→ Entries shown
+--

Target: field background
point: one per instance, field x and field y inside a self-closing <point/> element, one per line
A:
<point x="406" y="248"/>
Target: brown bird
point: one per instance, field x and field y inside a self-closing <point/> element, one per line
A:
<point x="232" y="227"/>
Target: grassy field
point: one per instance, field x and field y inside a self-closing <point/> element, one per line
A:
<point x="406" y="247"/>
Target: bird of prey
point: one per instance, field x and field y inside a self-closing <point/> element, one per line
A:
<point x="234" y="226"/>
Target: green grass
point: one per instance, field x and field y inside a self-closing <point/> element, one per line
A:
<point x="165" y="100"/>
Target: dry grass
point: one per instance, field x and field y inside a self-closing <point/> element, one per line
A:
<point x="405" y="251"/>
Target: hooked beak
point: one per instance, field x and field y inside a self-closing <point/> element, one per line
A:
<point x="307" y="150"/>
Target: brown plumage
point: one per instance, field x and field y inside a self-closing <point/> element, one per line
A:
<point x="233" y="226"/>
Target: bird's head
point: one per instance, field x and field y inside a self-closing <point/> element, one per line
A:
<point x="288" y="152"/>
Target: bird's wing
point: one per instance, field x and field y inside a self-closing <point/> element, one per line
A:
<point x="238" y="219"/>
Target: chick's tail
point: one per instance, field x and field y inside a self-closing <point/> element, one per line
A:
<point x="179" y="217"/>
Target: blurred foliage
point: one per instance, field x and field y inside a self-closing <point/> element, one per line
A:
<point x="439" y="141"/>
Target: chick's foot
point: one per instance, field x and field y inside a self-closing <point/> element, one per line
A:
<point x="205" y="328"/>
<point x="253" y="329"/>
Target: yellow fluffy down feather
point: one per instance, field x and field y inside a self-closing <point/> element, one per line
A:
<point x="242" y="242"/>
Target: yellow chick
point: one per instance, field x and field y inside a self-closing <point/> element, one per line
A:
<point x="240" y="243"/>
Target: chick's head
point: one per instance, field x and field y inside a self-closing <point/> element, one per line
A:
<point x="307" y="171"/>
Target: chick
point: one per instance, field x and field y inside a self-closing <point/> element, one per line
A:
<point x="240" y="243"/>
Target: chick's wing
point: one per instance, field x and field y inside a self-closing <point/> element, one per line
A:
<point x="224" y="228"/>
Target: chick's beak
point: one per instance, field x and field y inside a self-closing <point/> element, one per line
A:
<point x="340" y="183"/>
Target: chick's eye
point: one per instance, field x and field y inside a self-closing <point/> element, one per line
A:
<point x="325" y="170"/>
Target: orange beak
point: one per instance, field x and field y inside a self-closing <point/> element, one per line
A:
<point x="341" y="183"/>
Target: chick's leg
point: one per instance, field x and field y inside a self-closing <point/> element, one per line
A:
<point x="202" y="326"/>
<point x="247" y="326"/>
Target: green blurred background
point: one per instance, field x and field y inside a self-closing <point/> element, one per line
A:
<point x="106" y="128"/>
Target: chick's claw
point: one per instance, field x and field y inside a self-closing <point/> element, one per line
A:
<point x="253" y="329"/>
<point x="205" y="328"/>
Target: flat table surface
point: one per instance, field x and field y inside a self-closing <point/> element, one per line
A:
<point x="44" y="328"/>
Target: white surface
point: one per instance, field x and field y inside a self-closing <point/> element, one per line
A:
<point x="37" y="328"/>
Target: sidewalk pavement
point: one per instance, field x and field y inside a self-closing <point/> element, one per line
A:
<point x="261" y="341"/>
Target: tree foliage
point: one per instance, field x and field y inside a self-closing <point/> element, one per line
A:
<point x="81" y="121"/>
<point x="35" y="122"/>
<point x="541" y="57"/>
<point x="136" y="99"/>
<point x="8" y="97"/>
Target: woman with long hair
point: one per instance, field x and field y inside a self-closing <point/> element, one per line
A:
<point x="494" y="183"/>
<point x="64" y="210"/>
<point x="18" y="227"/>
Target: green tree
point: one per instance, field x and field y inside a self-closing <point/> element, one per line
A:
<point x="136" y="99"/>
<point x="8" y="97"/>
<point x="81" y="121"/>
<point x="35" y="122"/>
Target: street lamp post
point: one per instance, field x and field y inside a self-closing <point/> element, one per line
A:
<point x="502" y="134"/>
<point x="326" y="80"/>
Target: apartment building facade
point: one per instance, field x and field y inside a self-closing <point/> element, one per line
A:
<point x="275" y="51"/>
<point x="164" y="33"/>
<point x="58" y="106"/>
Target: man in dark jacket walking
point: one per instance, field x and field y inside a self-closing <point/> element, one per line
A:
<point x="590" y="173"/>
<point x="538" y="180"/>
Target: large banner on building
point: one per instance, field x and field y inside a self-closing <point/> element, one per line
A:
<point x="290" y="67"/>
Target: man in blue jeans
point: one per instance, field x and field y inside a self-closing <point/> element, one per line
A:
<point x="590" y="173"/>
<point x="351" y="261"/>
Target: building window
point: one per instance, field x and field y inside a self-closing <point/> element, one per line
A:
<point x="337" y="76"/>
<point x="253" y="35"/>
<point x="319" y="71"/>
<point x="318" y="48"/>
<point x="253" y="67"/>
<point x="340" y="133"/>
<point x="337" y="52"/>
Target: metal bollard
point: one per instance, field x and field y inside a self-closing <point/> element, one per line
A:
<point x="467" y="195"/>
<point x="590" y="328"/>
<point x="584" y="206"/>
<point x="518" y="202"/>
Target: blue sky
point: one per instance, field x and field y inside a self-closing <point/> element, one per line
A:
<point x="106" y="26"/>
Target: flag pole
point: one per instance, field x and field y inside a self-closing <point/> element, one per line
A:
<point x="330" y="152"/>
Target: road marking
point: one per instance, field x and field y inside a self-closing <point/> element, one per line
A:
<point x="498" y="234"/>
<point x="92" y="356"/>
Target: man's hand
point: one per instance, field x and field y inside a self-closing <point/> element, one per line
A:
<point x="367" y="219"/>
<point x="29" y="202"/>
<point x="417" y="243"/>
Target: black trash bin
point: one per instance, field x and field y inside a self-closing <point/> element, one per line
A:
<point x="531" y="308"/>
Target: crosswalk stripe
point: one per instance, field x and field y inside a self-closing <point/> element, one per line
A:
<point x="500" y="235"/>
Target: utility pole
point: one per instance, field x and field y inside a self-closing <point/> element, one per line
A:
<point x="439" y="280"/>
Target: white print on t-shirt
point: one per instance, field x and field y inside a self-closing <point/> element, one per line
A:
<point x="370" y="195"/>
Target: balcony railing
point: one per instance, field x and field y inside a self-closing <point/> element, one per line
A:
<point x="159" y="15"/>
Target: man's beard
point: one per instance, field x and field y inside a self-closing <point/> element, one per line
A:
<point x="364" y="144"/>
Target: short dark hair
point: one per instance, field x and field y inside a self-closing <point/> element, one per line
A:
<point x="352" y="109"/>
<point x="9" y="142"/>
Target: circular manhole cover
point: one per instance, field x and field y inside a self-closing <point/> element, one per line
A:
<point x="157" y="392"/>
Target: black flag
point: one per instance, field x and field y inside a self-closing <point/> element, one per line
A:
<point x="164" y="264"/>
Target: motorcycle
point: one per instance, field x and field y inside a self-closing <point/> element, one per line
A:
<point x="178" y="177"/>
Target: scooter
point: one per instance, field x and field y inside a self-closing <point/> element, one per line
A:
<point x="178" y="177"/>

+--

→ Task description
Copy out the material exactly, omitting nothing.

→ Task output
Target: field background
point: one per instance, field x and field y inside a self-closing <point/> element, one per line
A:
<point x="406" y="248"/>
Target: brown bird
point: one per instance, field x and field y inside a self-closing <point/> element, one per line
A:
<point x="232" y="227"/>
Target: grassy field
point: one per instance, field x and field y inside a self-closing <point/> element, one per line
A:
<point x="406" y="247"/>
Target: bird of prey
point: one per instance, field x and field y inside a self-closing <point/> element, one per line
A:
<point x="234" y="226"/>
Target: green grass
point: one per instance, field x and field y inside a self-closing <point/> element, one per line
A:
<point x="165" y="100"/>
Target: dry grass
point: one per instance, field x and field y inside a self-closing <point/> element, one per line
A:
<point x="405" y="251"/>
Target: hooked beak
point: one per instance, field x and field y inside a self-closing <point/> element, one per line
A:
<point x="307" y="150"/>
Target: brown plumage
point: one per instance, field x and field y inside a self-closing <point/> element, one per line
A:
<point x="233" y="226"/>
Target: bird's head
point: one per instance, field x and field y inside a self-closing <point/> element, one per line
A:
<point x="288" y="152"/>
Target: bird's wing
point: one per instance, field x and field y inside a self-closing <point/> element, one per line
A:
<point x="238" y="219"/>
Target: chick's tail
point: one per instance, field x and field y inside a self-closing <point/> element, one per line
A:
<point x="179" y="217"/>
Target: blurred foliage
point: one per instance, field x and field y inside a self-closing <point/> element, one per line
A:
<point x="439" y="141"/>
Target: chick's foot
point: one per instance, field x and field y inside a self-closing <point/> element, one per line
A:
<point x="205" y="328"/>
<point x="253" y="329"/>
Target: yellow fluffy down feather
point: one per instance, field x and field y inside a self-closing <point/> element, one per line
A:
<point x="242" y="242"/>
Target: yellow chick
point: one per instance, field x and field y inside a self-closing <point/> element, one per line
A:
<point x="240" y="243"/>
Target: chick's head
point: one per instance, field x and field y inside a self-closing <point/> element, one per line
A:
<point x="307" y="171"/>
Target: chick
point: one per instance, field x and field y inside a self-closing <point/> element, one per line
A:
<point x="240" y="243"/>
Target: chick's wing
point: one per instance, field x and field y inside a self-closing <point/> element, one per line
A:
<point x="224" y="228"/>
Target: chick's beak
point: one per instance, field x and field y inside a self-closing <point/> element, one per line
A:
<point x="340" y="183"/>
Target: chick's eye
point: one per instance, field x and field y inside a self-closing <point/> element, one per line
A:
<point x="325" y="170"/>
Target: orange beak
point: one per instance, field x and field y inside a self-closing <point/> element, one per line
A:
<point x="341" y="183"/>
Target: chick's leg
point: one per instance, field x and field y inside a self-closing <point/> element, one per line
A:
<point x="202" y="326"/>
<point x="247" y="326"/>
Target: green blurred background
point: one per instance, field x and field y inside a self-closing <point/> element, one per line
A:
<point x="106" y="128"/>
Target: chick's claw
point: one per instance, field x and field y inside a self-closing <point/> element, one per line
A:
<point x="253" y="329"/>
<point x="205" y="328"/>
Target: flat table surface
point: one per instance, field x and field y inside a self-closing <point/> element, one per line
A:
<point x="44" y="328"/>
Target: white surface
point: one per instance, field x and field y inside a self-closing <point/> element, one per line
A:
<point x="37" y="328"/>
Target: sidewalk pavement
point: one per instance, field x and field y inside a self-closing <point/> element, one per line
A:
<point x="261" y="341"/>
Target: tree foliage
point: one per instance, field x and field y inside a self-closing <point/> element, one per line
A:
<point x="81" y="121"/>
<point x="35" y="122"/>
<point x="541" y="57"/>
<point x="136" y="99"/>
<point x="8" y="97"/>
Target: woman with long hair
point: one per instance, field x and field y inside a self-closing <point/> element, one per line
A:
<point x="494" y="183"/>
<point x="64" y="210"/>
<point x="18" y="227"/>
Target: green tree
point: one per instance, field x and field y inside a self-closing <point/> element, one per line
A:
<point x="136" y="99"/>
<point x="8" y="97"/>
<point x="81" y="121"/>
<point x="35" y="122"/>
Target: street lamp post
point: one per instance, field x and field y inside a self-closing <point/> element, one per line
A:
<point x="502" y="134"/>
<point x="326" y="80"/>
Target: apartment building facade
point: one per instance, field x and field y inside a self-closing <point/> element, one per line
A:
<point x="275" y="51"/>
<point x="164" y="33"/>
<point x="58" y="106"/>
Target: man in dark jacket walking
point: one per instance, field x and field y inside a self-closing <point/> element, one per line
A:
<point x="590" y="173"/>
<point x="538" y="180"/>
Target: large banner on building
point: one per instance, field x and field y inside a self-closing <point/> element, one per line
A:
<point x="290" y="67"/>
Target: man in blue jeans
point: one per instance, field x and field y inside a self-closing <point/> element, one per line
A:
<point x="590" y="173"/>
<point x="351" y="261"/>
Target: building window
point: one per instance, field x and field y inside a self-closing <point/> element, one per line
A:
<point x="337" y="76"/>
<point x="253" y="35"/>
<point x="319" y="71"/>
<point x="318" y="48"/>
<point x="253" y="67"/>
<point x="340" y="133"/>
<point x="337" y="52"/>
Target: metal bollard
point: one per instance, field x and field y inside a self-closing <point/> element, one per line
A:
<point x="467" y="195"/>
<point x="590" y="328"/>
<point x="584" y="206"/>
<point x="518" y="202"/>
Target: blue sky
point: one per instance, field x and field y inside a self-closing <point/> element, one per line
A:
<point x="106" y="26"/>
Target: flag pole
point: one per instance, field x and field y inside a self-closing <point/> element, one per line
A:
<point x="330" y="152"/>
Target: road marking
point: one per instance, field x and field y inside a self-closing <point/> element, one per line
A:
<point x="498" y="234"/>
<point x="92" y="356"/>
Target: man's hand
point: one per instance, field x and field y inside a self-closing <point/> element, one per line
A:
<point x="367" y="219"/>
<point x="29" y="202"/>
<point x="417" y="243"/>
Target: black trash bin
point: one per instance, field x and field y inside a self-closing <point/> element, one per line
A:
<point x="531" y="308"/>
Target: crosswalk stripe
point: one per instance, field x and field y inside a self-closing <point/> element, one per line
A:
<point x="500" y="235"/>
Target: utility pole
point: one per instance, field x and field y inside a self-closing <point/> element, one per line
A:
<point x="439" y="280"/>
Target: white print on t-shirt
point: one per instance, field x and field y inside a self-closing <point/> element, one per line
A:
<point x="370" y="195"/>
Target: balcony railing
point: one per instance, field x and field y inside a self-closing <point/> element, one per line
A:
<point x="159" y="15"/>
Target: man's beard
point: one per instance, field x and field y inside a self-closing <point/> element, one per line
A:
<point x="364" y="144"/>
Target: short dark hair
point: one per instance, field x and field y inside a self-closing <point/> element, one per line
A:
<point x="352" y="109"/>
<point x="9" y="142"/>
Target: circular manhole cover
point: one per instance, field x and field y inside a self-closing <point/> element, one per line
A:
<point x="157" y="392"/>
Target: black flag
point: one per instance, field x and field y inside a self-closing <point/> element, one per line
A:
<point x="164" y="264"/>
Target: motorcycle
point: one per instance, field x and field y inside a self-closing <point/> element, one per line
A:
<point x="178" y="177"/>
Target: scooter
point: one per instance, field x and field y inside a self-closing <point/> element, one per line
A:
<point x="178" y="177"/>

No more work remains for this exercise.